Excerpts of labeled region data:
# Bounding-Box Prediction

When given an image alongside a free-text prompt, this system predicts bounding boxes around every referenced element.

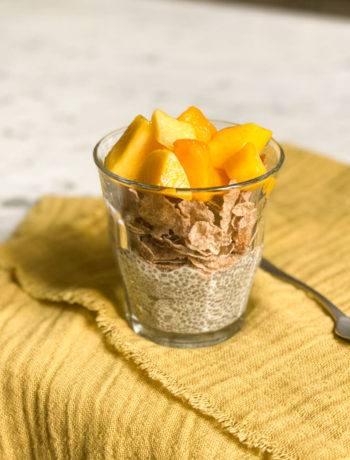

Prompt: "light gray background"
[0,0,350,240]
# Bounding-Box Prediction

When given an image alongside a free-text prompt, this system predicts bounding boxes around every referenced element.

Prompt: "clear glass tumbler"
[94,121,284,348]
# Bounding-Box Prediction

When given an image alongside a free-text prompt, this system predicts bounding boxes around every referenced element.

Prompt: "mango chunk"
[174,139,213,201]
[209,123,272,168]
[210,166,230,187]
[174,139,229,201]
[139,149,192,200]
[174,139,211,188]
[105,115,155,180]
[178,106,217,144]
[224,142,266,186]
[152,109,196,150]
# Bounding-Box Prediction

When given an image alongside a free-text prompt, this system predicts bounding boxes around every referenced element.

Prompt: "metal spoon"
[260,258,350,340]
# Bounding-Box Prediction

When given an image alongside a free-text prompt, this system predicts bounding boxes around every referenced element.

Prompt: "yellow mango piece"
[105,115,155,180]
[152,109,196,150]
[210,166,230,187]
[178,106,217,144]
[208,123,272,168]
[138,149,191,200]
[224,142,266,186]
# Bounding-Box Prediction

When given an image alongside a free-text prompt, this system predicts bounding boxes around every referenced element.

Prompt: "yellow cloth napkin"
[0,146,350,460]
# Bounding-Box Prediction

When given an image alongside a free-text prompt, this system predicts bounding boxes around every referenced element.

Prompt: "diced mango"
[105,115,155,180]
[152,109,196,150]
[178,106,217,144]
[174,139,211,188]
[210,166,230,187]
[224,142,266,186]
[174,139,213,201]
[138,149,191,200]
[209,123,272,168]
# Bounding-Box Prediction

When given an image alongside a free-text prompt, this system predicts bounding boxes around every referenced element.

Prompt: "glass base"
[130,315,244,348]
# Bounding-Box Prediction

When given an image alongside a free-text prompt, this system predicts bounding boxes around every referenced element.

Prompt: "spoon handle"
[260,258,345,321]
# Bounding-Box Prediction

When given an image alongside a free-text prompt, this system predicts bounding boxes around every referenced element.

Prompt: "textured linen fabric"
[0,146,350,460]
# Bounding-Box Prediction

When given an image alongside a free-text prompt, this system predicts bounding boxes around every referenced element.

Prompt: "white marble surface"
[0,0,350,240]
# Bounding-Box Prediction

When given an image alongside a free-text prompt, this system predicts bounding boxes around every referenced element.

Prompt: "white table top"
[0,0,350,240]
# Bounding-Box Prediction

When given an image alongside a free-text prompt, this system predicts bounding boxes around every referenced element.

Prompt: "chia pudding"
[117,246,262,334]
[109,183,262,334]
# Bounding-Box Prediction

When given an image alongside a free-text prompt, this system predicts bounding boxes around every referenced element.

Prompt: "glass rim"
[93,120,285,193]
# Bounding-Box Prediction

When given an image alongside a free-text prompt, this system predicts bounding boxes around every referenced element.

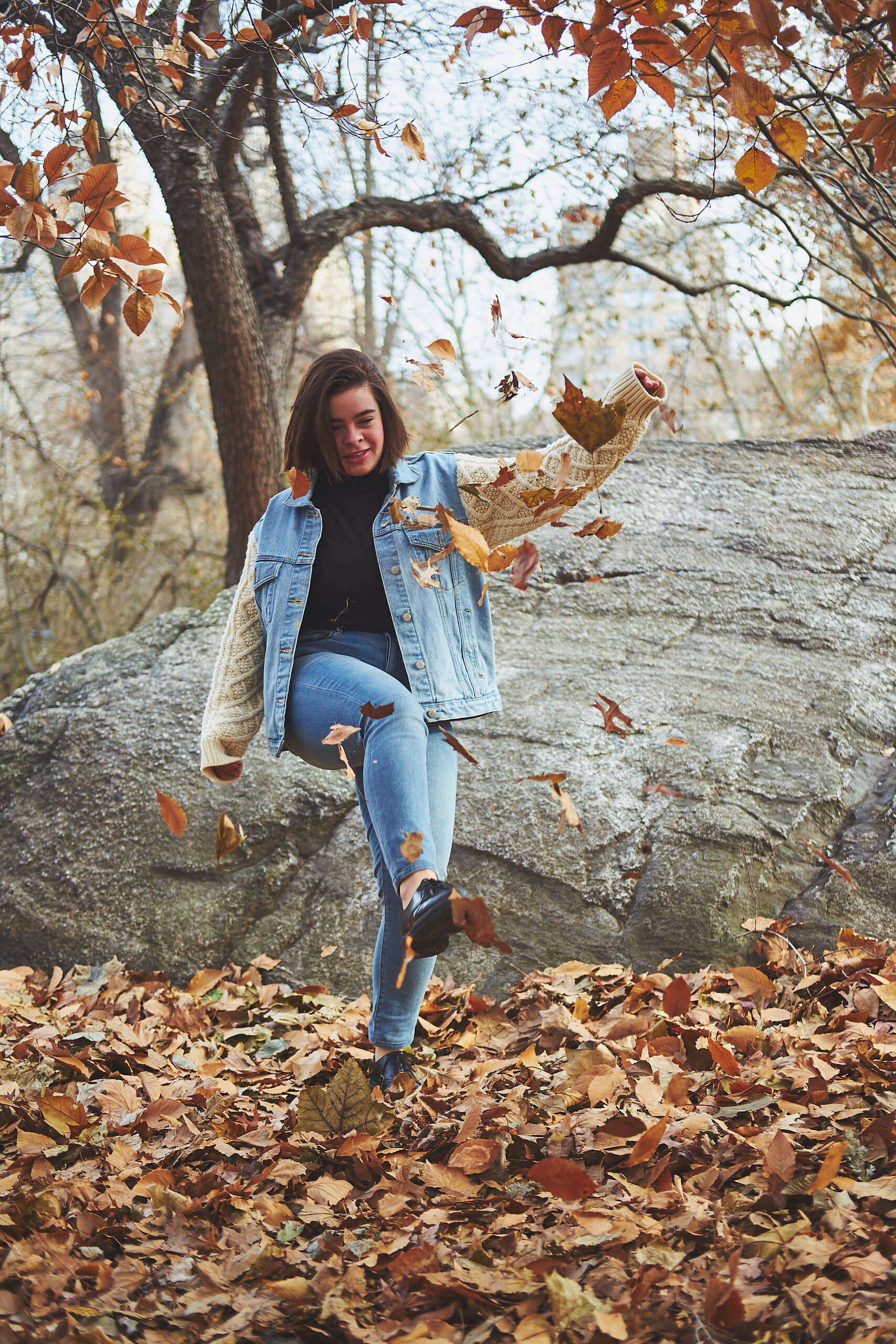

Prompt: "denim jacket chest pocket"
[402,527,463,589]
[252,561,285,637]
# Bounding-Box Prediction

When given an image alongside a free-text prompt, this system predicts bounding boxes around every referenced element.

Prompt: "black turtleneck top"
[302,470,395,634]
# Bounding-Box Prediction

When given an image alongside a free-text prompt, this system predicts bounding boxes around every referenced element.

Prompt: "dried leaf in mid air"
[156,789,187,836]
[439,723,480,765]
[321,726,364,747]
[449,891,513,957]
[426,338,457,364]
[525,1157,598,1204]
[402,121,426,163]
[511,536,539,593]
[294,1059,392,1135]
[215,812,246,863]
[361,700,395,719]
[292,466,312,500]
[553,375,626,453]
[400,831,423,863]
[572,513,622,542]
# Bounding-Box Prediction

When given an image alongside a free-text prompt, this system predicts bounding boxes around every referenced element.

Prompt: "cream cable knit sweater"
[200,364,666,782]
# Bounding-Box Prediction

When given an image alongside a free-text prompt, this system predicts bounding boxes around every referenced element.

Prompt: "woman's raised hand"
[636,365,662,396]
[212,761,243,783]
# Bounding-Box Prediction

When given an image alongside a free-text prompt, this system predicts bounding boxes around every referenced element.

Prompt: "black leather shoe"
[402,878,461,957]
[370,1049,420,1095]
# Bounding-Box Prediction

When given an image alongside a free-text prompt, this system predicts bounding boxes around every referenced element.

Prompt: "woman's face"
[329,383,383,476]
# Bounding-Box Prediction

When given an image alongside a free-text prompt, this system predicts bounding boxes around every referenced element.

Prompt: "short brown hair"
[282,350,408,480]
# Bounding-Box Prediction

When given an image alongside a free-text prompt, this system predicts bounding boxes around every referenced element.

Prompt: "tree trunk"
[142,136,281,583]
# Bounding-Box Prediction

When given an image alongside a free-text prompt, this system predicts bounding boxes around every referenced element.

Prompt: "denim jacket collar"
[285,457,422,508]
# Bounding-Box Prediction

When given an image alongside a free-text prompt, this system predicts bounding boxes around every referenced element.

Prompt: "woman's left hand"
[636,368,662,396]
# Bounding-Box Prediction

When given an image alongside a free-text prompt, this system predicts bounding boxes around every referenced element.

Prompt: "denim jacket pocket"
[404,527,459,589]
[252,561,283,636]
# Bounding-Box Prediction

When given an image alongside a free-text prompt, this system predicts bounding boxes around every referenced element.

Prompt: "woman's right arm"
[200,532,265,783]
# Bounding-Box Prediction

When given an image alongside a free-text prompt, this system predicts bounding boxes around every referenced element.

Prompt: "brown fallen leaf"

# PROBLEM STATEMENT
Substitute "Box Localization" for every occurrence of "Bounding-Box Prediction" and reproduce all of the material above with nothing else changed. Leave the pictures out of your answer.

# OUTPUT OF THE EXERCISE
# Box Localization

When given an image alongside a free-text prompt, this system predicts bounding boxes around every referenced element.


Prompt: "light gray background"
[0,0,350,240]
# Box Localization

When given an image alongside a free-text prompt, this system predicts bounding boxes around every referenced element.

Prompt: "clear glass tumbler"
[94,121,284,348]
# Box Localization

When given an image alongside a free-text prompt, this system predicts bounding boxes around every referenced element.

Prompt: "mango chunk"
[174,139,213,201]
[209,123,272,168]
[210,166,230,187]
[174,139,229,201]
[139,149,192,200]
[174,139,211,188]
[105,115,155,180]
[178,106,217,144]
[224,142,266,186]
[152,109,196,150]
# Box Localization

When given an image alongside a free-text prompt, this system predicts bounding boxes around every referenced element.

Prompt: "metal spoon"
[260,258,350,340]
# Box Localization

When given an image alongside a free-text prompt, this system predicts bounding boxes around every referenced element.

Prompt: "yellow mango piece"
[105,115,155,180]
[152,109,196,150]
[210,166,230,187]
[178,106,217,144]
[208,123,272,168]
[138,149,191,200]
[224,142,266,186]
# Box Localization

When given an image alongside a free-text prompt, this system predicts bounding boxes around every referenced element.

Prompt: "yellow cloth napkin"
[0,146,350,460]
# Box Localization

When given an image alongside a free-text prompt, this system predicts bounding boxes around every referenced element.

Prompt: "diced mango"
[105,115,155,180]
[152,109,196,150]
[178,106,217,144]
[174,139,211,188]
[210,166,230,187]
[224,142,266,186]
[174,139,213,201]
[138,149,191,200]
[209,123,272,168]
# Box Localization

When given an image alongside a free-text prompt, this system predicts bounding boxes around every referenced element.

Prompt: "glass base"
[130,315,244,348]
# Box Localization

When given an image alongside a free-text prompt, this system predicts bounding boxes around every referenced element.

Prompt: "spoon handle"
[260,258,345,321]
# Box Localization

When given an image alongside a free-text prompt, this system predicts bounding boxes around every referenced element.

Prompt: "textured linen fabric"
[0,146,350,460]
# Box Localization

When given an image alongside a free-text prompt, this system predicts bounding boxes around every referenced element.

Prompt: "white marble surface"
[0,0,350,240]
# Box Localization

When given an image alongside a free-text prompt, this system predicts bounding boxes around every referenced element.

Prompt: "white table top"
[0,0,350,240]
# Box Localization

When given an image alongside a free-text prompt, this system predicts bounding boxes around every referenced element.

Prompt: "chia pudding"
[117,246,262,334]
[109,183,262,334]
# Box Localization

When given an image alongside a free-text prompt, this system predicts bounding boxes around every referenced element.

Prompt: "glass rim"
[93,120,285,193]
# Box Localization

When given an image alongside a free-text prompt, this system predicts bounding boxes around every referenced element.


Prompt: "denim jacket chest pocket"
[402,527,463,589]
[252,561,285,637]
# Box Localization

When given an image alongside a free-text prompt, this system predicts bounding boxes around every referenced element.

Prompt: "black turtleneck top"
[302,470,395,634]
# Box Localization

When given an image alongside a free-text prompt, this system predicts bounding boxes around every referenced element.

Prompt: "dried leaf in mid air"
[156,789,187,836]
[439,723,480,765]
[321,726,364,747]
[449,891,513,957]
[426,338,457,364]
[525,1157,598,1204]
[402,121,426,163]
[511,536,539,593]
[294,1059,392,1135]
[215,812,246,863]
[361,700,395,719]
[292,466,312,500]
[553,375,626,453]
[400,831,423,863]
[572,513,622,542]
# Box Localization

When given an image alongside a free-text prompt, this system predicts bounding boxes around every referenced element.

Prompt: "cream cable knit sweater"
[200,364,666,782]
# Box Localization

When given an image alongside a free-text prompt, this system predicts bounding boxes around every referenced element.

Prompt: "woman's raised hand"
[636,365,662,396]
[212,761,243,783]
# Box Localization

When given an image alongside a free-text prompt, this system predicts bounding boxes around every referenced element.

Prompt: "black leather shoe"
[402,878,461,957]
[370,1049,420,1095]
# Box Localization

When given an image alongside a free-text prompt, this system predicts bounding boxes around every referenced element.

Prompt: "woman's face"
[329,383,383,476]
# Box Localization

When given an image alongside a free-text prompt, this system predicts bounding boxes around every referenced element.

Prompt: "short brown hair"
[282,350,408,480]
# Box Localization

When given an image alongside a free-text prompt, this system predicts bounding boxes around every referenced element.

Prompt: "tree trunk"
[142,136,281,583]
# Box Localization

When given an image alongside a free-text prompt, this system predicts bounding boxes around every referenced element.

Prompt: "denim jacket collar"
[285,457,422,508]
# Box Localization

When given an image alongside a free-text prompt, this system predicts bounding boxes around every referenced element.

Prompt: "woman's left hand"
[636,368,662,396]
# Box Localization

When given an image alongside a free-text prompt, this system predicts bounding boxes around every referenced element.

Prompt: "denim jacket pocket"
[404,527,459,589]
[252,561,283,636]
# Box Localization

When given an image alongside a free-text prompt, this system predicts bounding boxes around every referenced element.

Prompt: "woman's right arm"
[200,532,265,783]
# Box Localization

When given an image alongside a free-text prompt, this system predicts bounding boxes around every referenced element.

Prompt: "brown fallen leaf"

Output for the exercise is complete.